=== Fragmento seleccionado ===
******************************

La del preparacionismo me parece una postura legítima; yo, que soy de Murcia, prefiero tener una mochila con barritas energéticas y una tienda de campaña debajo de la cama a confiar en que, si un día se nos cae el cielo encima, López Miras va a ser capaz de salir corriendo del reservado del Odiseo para hacer algo útil. El problema lo veo en quienes hacen del preparacionismo un modo de vida; si pasas toda tu vida esperando un desastre y este no ocurre, lo normal es frustrarte. Nadie construye un búnker en su jardín sin desear de algún modo sentirse más listo que su vecino cuando caigan las bombas. El preparacionismo, la supervivencia, en un mundo capitalista, busca amplificar la lucha hobbesiana del uno contra el resto; es el survivalismo de la diferencia: sobrevivir para llevar la razón. Por eso hay quien prefiere llevar en la mochila un .38 a una pistola de bengalas, porque una vez se tañen las campanas no querrán saber nada de nadie.

******************************

=== Datos extraídos ===
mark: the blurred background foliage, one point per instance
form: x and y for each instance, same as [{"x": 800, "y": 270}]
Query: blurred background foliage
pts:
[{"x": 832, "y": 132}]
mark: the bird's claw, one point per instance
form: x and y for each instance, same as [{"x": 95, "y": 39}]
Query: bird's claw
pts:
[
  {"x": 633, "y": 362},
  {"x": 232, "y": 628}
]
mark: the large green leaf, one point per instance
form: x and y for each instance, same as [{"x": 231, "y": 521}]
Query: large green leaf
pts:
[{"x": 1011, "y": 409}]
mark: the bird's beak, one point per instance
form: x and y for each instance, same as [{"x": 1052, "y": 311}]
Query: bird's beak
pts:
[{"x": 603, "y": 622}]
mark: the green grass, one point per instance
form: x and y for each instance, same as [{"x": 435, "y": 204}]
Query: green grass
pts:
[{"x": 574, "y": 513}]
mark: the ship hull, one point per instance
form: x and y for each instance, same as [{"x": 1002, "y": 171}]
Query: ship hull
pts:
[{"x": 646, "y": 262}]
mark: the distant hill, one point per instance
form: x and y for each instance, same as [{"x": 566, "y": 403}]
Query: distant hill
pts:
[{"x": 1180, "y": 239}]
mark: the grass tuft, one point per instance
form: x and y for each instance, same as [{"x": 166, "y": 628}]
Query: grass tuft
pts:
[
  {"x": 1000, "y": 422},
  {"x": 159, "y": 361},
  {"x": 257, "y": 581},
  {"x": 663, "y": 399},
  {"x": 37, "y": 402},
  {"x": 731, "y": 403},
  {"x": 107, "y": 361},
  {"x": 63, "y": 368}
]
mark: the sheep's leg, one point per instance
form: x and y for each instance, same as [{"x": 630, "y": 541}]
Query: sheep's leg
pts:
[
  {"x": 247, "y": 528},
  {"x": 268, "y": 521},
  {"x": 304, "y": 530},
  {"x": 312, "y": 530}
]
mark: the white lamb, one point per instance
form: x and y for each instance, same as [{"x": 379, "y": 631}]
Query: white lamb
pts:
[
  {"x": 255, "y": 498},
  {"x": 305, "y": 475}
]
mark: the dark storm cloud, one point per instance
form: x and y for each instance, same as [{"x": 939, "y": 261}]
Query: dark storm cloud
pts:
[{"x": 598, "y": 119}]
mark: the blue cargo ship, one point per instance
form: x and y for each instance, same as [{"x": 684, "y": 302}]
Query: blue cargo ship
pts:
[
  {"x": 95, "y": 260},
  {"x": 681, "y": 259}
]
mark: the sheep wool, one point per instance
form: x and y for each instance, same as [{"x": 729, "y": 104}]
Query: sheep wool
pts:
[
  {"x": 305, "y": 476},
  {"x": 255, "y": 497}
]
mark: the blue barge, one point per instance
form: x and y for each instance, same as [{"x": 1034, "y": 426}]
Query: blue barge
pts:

******************************

=== Tarea solicitada ===
¿Qué nombres propios aparecen en el fragmento sobre el preparacionismo? Enuméralos todos en el orden en que figuran.

=== Resultado del ejercicio ===
Murcia, López Miras, Odiseo